> **Problem requirements**
Answer these questions about the Taliban transcript:
(a) Under whose control does Boot say the Taliban leadership effectively is?
(b) How many Taliban fighters does Boot say have reintegrated over the last year?
(c) What name does Korb give to attacks in which Afghan security forces kill Americans?

> **Selected extract**
● ● ● ● ●
REHMMax Boot, is negotiating with the Taliban necessary?
BOOTAt this point, it's hard for me to imagine we could have fruitful negotiations with the Taliban because they are convinced that they can wait us out. And also, even if there are factions within the Taliban that are willing to negotiate, their leadership is effectively under the thumb of the Pakistani army and ISI, their intelligence service, which does not want to see negotiations because they're afraid of any part of the Taliban splintering outside of their control and making a deal with the West.
BOOTSo I don't think we're going to have fruitful negotiations with the Taliban in the short run. And trying to push for a deal -- what you've seen Karzai do in the past and what you've seen the administration try to do in the past -- actually risks a very violent, dangerous outcome, which is that if the government in Kabul were to make major concessions for the Taliban, you could well see the old Northern Alliance or the Tajiks, Hazaras and other groups reforming and saying, we're not going to put up with the Taliban coming back.
BOOTSo that's actually a very dangerous road to go down. Instead, I think the more fruitful avenue right now is to push not for what's known as reconciliation, which is the high-level peace talks with the Taliban, but to push for reintegration, which is to push lower level Taliban fighters to put down their arms and come over to the other side or just simply to stop fighting. And there have been some success with those efforts with four or 5,000 Taliban fighters now reintegrating over the course of the last year.
BOOTAnd I think if we keep the pressure on them with Afghan and coalition forces, you will see more of that happening. But if we try to put the emphasis solely on reaching some kind of peace deal with the Taliban, I think it's not going to have a high degree of success, and there are major dangers involved in that.
KORBWell, I think when you talk about, you know, the support for American troops there negotiating, remember we got a lot of these blue-on-green attacks, where, basically, Afghan security forces are killing Americans. And yesterday, there was a report that came out that mentioned we haven't even been honest about them because if they shoot, miss or just wound, we're not counting those type of thing. So there's been an awful lot of that.
● ● ● ● ●
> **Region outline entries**
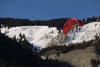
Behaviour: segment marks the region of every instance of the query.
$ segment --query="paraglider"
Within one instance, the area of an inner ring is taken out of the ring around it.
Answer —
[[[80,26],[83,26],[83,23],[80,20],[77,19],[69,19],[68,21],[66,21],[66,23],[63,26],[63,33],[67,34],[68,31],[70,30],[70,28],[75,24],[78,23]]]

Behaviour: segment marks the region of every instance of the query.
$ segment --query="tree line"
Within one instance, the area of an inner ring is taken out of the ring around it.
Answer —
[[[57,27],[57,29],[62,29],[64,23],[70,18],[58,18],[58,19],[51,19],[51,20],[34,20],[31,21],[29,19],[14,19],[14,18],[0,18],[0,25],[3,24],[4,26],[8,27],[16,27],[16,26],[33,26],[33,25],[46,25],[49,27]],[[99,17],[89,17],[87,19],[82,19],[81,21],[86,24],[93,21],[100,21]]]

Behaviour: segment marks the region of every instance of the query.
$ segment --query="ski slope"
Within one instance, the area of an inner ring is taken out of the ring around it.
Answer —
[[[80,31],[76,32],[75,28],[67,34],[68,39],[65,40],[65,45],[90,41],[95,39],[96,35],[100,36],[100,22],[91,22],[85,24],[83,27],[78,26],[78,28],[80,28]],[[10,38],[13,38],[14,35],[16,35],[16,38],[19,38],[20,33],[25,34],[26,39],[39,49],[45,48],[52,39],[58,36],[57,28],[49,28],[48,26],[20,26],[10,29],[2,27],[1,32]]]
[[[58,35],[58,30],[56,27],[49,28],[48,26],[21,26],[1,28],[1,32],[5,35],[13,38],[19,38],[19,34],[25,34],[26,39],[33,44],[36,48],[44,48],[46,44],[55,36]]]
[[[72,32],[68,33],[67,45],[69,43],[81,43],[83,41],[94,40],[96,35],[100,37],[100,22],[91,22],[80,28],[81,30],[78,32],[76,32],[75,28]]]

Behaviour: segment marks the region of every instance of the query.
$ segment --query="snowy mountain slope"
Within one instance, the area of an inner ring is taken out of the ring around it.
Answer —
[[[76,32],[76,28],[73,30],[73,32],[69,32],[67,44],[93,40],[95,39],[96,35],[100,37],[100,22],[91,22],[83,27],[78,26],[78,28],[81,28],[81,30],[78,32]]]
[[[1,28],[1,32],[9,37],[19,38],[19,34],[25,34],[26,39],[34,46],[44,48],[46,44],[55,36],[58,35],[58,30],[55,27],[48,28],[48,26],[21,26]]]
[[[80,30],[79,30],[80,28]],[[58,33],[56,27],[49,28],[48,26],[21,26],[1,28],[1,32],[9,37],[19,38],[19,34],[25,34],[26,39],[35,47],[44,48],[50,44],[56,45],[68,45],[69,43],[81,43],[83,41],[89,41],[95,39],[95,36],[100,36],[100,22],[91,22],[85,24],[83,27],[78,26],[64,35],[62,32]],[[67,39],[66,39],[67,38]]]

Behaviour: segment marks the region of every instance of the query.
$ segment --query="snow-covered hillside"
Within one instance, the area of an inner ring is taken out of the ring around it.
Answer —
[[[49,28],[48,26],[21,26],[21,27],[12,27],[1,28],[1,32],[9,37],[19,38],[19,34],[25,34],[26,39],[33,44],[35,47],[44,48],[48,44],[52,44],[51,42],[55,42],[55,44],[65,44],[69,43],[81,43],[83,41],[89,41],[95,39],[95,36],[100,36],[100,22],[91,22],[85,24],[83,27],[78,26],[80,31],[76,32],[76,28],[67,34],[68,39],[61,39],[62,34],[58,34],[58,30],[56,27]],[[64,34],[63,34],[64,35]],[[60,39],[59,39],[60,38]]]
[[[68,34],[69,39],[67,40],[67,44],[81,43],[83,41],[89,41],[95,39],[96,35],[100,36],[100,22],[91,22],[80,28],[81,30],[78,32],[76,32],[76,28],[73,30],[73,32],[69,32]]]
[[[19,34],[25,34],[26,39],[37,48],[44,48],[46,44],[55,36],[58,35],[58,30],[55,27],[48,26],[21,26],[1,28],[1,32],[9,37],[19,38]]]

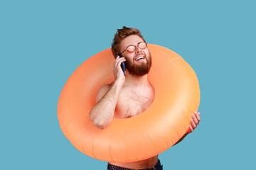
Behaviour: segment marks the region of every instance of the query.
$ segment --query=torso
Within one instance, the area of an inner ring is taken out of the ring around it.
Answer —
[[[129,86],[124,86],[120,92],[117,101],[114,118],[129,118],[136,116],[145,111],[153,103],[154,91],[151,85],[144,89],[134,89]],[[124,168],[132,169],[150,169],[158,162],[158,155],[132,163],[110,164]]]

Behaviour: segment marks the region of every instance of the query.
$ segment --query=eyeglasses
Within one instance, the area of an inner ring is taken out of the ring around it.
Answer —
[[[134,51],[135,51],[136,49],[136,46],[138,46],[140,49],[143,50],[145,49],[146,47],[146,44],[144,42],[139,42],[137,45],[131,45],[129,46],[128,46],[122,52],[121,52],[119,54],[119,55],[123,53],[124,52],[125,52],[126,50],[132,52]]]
● ● ● ● ●
> **Exercise result**
(a) The Pakistani army and ISI, its intelligence service.
(b) Four or 5,000.
(c) Blue-on-green attacks.